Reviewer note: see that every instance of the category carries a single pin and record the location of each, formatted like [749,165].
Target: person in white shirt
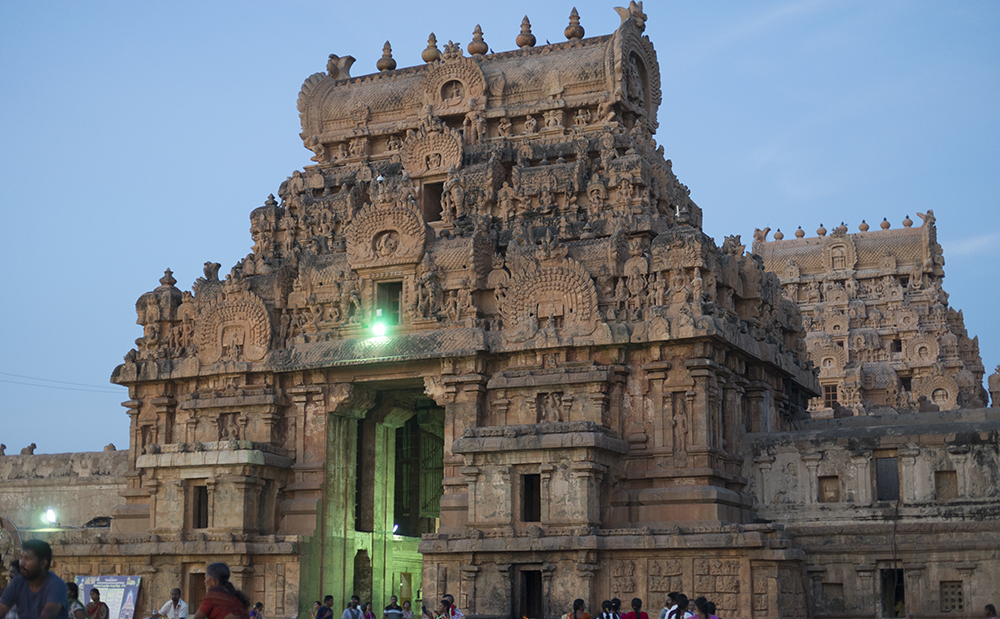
[671,605]
[175,608]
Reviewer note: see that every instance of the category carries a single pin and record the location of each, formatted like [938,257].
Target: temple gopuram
[879,326]
[482,346]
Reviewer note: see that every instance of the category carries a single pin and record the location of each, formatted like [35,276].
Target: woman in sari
[222,600]
[96,609]
[76,610]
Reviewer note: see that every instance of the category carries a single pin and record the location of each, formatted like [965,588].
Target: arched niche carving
[384,235]
[922,350]
[450,85]
[839,253]
[635,72]
[235,327]
[940,390]
[560,297]
[432,151]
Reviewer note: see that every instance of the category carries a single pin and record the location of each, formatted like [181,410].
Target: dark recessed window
[431,201]
[887,478]
[389,306]
[531,498]
[829,396]
[199,513]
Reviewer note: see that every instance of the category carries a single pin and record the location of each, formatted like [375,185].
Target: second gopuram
[481,347]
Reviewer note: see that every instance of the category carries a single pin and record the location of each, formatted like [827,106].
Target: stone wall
[864,496]
[78,486]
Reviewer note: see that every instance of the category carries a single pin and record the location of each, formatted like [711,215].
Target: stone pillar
[471,475]
[764,464]
[545,476]
[812,461]
[914,588]
[816,573]
[960,457]
[656,373]
[908,459]
[468,592]
[863,488]
[588,476]
[507,592]
[970,589]
[864,603]
[548,570]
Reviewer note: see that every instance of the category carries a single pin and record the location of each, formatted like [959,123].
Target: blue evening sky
[136,136]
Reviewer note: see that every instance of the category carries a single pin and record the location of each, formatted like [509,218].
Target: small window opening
[887,478]
[945,485]
[431,201]
[388,302]
[531,594]
[829,489]
[531,498]
[951,596]
[893,594]
[199,513]
[829,396]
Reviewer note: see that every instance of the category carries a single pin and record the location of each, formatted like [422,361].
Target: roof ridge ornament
[574,30]
[339,68]
[525,39]
[432,53]
[634,11]
[478,47]
[386,62]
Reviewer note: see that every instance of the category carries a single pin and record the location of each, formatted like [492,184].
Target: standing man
[326,610]
[175,608]
[37,592]
[392,611]
[351,612]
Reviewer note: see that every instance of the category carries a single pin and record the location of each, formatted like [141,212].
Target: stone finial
[432,53]
[168,278]
[386,62]
[478,47]
[525,39]
[339,68]
[574,30]
[452,51]
[634,11]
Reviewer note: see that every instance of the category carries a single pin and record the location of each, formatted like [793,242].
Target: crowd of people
[678,606]
[445,609]
[34,592]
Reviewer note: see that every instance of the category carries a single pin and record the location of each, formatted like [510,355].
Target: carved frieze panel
[432,150]
[235,327]
[384,235]
[450,86]
[560,297]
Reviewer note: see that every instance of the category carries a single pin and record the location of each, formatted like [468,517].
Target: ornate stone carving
[234,326]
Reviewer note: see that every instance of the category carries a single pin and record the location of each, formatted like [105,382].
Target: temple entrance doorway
[399,474]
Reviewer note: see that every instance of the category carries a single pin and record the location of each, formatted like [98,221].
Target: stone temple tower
[481,347]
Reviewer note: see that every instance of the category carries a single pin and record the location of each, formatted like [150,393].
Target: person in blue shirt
[37,592]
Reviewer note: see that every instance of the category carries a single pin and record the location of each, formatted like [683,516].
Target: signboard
[118,592]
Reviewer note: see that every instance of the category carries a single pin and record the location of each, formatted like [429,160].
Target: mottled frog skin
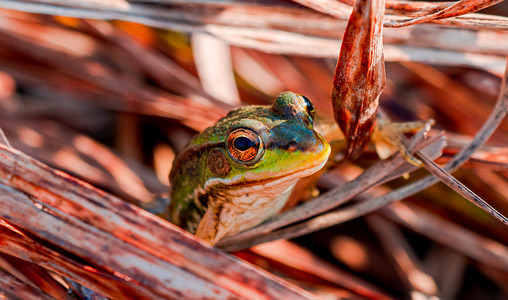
[239,172]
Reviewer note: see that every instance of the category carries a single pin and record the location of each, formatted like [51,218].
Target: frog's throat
[258,184]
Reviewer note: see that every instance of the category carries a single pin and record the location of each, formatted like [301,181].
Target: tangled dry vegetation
[109,103]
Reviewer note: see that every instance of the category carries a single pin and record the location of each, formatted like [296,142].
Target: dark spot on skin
:::
Turn the part of the items above that opens with the line containing "formatted like [301,181]." and runs through the last line of the items into a Markdown table. Use a column named Row for the row number and a column named Line for the line, and leave out blank lines.

| Row | Line |
|---|---|
| 1 | Reviewer note: see that every instance of the category carries a single pin and record the location of each, formatted like [301,181]. |
| 2 | Target: tangled dry vegetation |
| 3 | [109,103] |
| 4 | Reviewer note: see that every instance of the category carries a single pin and record the location of each, formatted like [296,142]. |
| 5 | Target: dark spot on skin |